REQUIREMENT » Go through the lines below, tally those that include the word "each", and give only the tally.

SUPPLIED RECORDS »
☆ ☆ ☆ ☆ ☆

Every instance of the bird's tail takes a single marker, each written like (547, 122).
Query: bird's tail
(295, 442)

☆ ☆ ☆ ☆ ☆

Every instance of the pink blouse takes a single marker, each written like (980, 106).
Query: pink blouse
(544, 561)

☆ ☆ ☆ ☆ ☆

RESULT » 2